*Material to process:*
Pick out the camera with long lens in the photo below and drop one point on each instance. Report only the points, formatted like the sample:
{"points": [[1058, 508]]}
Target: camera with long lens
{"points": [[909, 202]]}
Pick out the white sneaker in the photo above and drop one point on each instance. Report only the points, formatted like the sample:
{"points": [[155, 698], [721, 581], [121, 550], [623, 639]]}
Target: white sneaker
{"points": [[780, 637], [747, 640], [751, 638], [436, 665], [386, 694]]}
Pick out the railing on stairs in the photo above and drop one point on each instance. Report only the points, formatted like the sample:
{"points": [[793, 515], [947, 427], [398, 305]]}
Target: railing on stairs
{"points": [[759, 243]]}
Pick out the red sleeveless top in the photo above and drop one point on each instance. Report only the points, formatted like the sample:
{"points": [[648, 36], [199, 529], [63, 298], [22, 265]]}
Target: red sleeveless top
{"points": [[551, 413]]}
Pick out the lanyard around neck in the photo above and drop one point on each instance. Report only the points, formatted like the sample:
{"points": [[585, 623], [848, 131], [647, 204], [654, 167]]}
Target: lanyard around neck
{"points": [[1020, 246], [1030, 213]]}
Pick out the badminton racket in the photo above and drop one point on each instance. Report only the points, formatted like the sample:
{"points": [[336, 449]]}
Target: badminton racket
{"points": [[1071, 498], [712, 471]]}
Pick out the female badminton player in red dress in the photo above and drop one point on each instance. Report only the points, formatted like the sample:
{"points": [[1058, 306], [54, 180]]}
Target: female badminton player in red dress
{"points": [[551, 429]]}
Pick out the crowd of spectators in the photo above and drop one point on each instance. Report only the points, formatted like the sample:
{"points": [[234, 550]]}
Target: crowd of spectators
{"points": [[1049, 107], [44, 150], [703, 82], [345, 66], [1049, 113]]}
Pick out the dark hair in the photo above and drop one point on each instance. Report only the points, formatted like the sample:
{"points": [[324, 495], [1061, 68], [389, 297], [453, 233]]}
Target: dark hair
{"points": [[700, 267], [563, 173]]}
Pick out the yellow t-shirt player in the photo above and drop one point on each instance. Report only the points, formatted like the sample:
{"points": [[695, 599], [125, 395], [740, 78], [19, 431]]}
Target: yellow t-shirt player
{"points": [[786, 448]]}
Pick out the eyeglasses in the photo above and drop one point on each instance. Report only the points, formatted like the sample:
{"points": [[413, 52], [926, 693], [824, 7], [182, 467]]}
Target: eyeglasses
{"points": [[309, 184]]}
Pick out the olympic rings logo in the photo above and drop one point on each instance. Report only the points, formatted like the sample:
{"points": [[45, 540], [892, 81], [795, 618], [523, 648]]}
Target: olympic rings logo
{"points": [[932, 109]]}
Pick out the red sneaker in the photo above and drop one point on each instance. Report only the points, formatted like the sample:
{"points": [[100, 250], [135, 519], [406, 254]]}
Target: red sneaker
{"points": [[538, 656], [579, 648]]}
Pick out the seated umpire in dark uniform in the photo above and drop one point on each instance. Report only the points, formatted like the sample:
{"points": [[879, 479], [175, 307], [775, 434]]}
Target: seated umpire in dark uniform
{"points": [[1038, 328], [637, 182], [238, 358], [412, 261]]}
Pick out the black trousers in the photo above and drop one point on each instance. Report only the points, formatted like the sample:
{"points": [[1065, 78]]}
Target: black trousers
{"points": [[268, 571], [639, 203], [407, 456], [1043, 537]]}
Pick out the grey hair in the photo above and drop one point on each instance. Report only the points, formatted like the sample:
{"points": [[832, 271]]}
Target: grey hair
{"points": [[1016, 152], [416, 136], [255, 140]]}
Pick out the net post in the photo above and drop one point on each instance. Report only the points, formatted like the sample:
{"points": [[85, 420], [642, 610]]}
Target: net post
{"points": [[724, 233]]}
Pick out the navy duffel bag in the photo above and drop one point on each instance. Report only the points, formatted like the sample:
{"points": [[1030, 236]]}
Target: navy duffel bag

*Problem to solve:* Nothing in the records above may be left out; repeat them exactly.

*Solution to the exercise:*
Pick out the camera with long lens in the photo below and drop one point on each instance. Report only the points, formatted like the sample:
{"points": [[1058, 508]]}
Target: camera with long lens
{"points": [[909, 202]]}
Pick out the white sneaker in the photo above and drop one point on each instance. Report only the points, formatted like the sample:
{"points": [[155, 698], [721, 581], [121, 550], [623, 639]]}
Target: white sneaker
{"points": [[780, 637], [747, 640], [751, 638], [436, 665], [386, 694]]}
Pick out the railing on stairs in the photo above and drop one point on each instance. Report only the points, formatted like the sample:
{"points": [[793, 515], [947, 427], [398, 305]]}
Target: railing on stairs
{"points": [[759, 243]]}
Pick out the red sleeveless top in the photo above and drop one point on each instance. Report only the points, formatted like the sample:
{"points": [[648, 36], [199, 529], [63, 298], [22, 265]]}
Target: red sleeveless top
{"points": [[551, 413]]}
Pick out the lanyard around neck in the photo above and drop one point on each instance. Report only the points, formatted like the sample:
{"points": [[585, 623], [848, 131], [647, 204], [654, 167]]}
Target: lanyard around neck
{"points": [[1020, 246], [1030, 213]]}
Pick out the badminton racket in the photo above and drop one point on each instance. Report only the points, formatted like the sample:
{"points": [[336, 449]]}
Target: badminton racket
{"points": [[1071, 498], [712, 471]]}
Pick out the female badminton player in red dress in the photo above and drop one point on each instance. Report only the points, formatted like the sample:
{"points": [[1058, 306], [54, 180]]}
Target: female badminton player in red dress
{"points": [[551, 429]]}
Pick out the crowd of spectators in the photo above and drop one point on each instance. Report only the points, formatted like the sample:
{"points": [[234, 550]]}
Target: crowd of spectators
{"points": [[1049, 107], [44, 150], [703, 82], [345, 66], [1049, 113]]}
Pick out the dark hair in the photo above and drop one point on each instance. Report only the points, formatted like the sample:
{"points": [[324, 495], [1061, 68], [389, 297], [453, 233]]}
Target: dark hair
{"points": [[700, 267], [563, 173]]}
Pick out the yellow t-shirt player in the photo above and drop one point on each instance. Report only the points, formatted like the sample:
{"points": [[695, 599], [125, 395], [740, 78], [19, 431]]}
Target: yellow t-shirt player
{"points": [[786, 448]]}
Pick out the eyeglasses in the photo above and drop one point on each instance. Report only the points, formatted like the sample:
{"points": [[413, 52], [926, 693], [824, 7], [182, 467]]}
Target: eyeglasses
{"points": [[309, 184]]}
Pick out the olympic rings logo in the photo above and drop one point on each instance. Report only the points, formatted like the sample:
{"points": [[45, 540], [892, 81], [795, 618], [523, 648]]}
Target: olympic rings logo
{"points": [[932, 109]]}
Pick out the red sneaker in the photo above and drop one point on each instance. Report only the points, formatted like the sample:
{"points": [[100, 250], [135, 519], [406, 254]]}
Target: red sneaker
{"points": [[538, 656], [579, 648]]}
Pick out the seated umpire in dark uniform in the photo above and drop one point on each instance. Report only the points, formatted like the sample:
{"points": [[879, 479], [175, 307], [775, 434]]}
Target: seated umpire in dark uniform
{"points": [[1038, 328], [637, 182], [238, 358], [412, 261]]}
Pick out the black trousers in the photo above and drop one point on each instance. Report only the points, formatted like the sample:
{"points": [[1065, 78]]}
Target: black trousers
{"points": [[268, 571], [639, 203], [407, 456], [1043, 537]]}
Pick out the grey hair in the photo above and drop one point on each instance. Report only the points, formatted like the sample:
{"points": [[832, 271]]}
Target: grey hair
{"points": [[1016, 152], [416, 136], [255, 140]]}
Pick out the net post in the photo above and drop one point on each instance. Report only the points, formatted like the sample:
{"points": [[85, 420], [642, 610]]}
Target: net post
{"points": [[724, 233]]}
Pick out the navy duffel bag in the photo above and drop one point on each instance. Report only the points, formatted like the sample:
{"points": [[1030, 236]]}
Target: navy duffel bag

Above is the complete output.